Provided records:
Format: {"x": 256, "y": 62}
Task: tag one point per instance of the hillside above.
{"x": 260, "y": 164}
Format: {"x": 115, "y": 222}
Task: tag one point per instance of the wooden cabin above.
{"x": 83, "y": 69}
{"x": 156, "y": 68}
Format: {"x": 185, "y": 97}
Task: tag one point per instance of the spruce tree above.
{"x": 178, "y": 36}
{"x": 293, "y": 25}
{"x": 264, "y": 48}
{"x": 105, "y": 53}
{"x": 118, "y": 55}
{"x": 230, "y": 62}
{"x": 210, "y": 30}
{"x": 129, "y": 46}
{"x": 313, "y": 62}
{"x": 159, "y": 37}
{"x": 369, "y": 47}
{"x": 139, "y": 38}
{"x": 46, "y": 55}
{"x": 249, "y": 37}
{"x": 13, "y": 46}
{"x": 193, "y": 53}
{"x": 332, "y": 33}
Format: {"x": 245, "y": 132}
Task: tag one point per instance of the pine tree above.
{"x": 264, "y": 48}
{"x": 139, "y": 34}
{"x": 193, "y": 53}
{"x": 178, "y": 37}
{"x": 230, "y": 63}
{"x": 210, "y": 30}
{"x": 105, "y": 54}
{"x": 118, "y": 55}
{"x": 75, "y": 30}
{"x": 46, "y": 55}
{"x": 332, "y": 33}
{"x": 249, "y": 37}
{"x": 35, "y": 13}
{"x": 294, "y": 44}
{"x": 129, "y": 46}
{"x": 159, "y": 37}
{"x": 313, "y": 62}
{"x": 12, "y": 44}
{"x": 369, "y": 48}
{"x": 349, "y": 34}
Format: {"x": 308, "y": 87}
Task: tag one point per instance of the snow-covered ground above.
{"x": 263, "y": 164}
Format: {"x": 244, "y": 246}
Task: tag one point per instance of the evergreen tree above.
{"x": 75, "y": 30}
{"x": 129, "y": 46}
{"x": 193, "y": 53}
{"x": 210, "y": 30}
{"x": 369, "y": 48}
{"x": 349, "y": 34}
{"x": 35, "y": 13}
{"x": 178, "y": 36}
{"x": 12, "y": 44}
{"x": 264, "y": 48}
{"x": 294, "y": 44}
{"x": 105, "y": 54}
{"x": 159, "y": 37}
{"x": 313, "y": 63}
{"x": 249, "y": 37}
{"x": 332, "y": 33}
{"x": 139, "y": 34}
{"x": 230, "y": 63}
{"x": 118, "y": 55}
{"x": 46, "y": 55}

Exercise objective:
Looking at the records above, work out how many lines contain "Format". Give the number only.

Solved problem:
6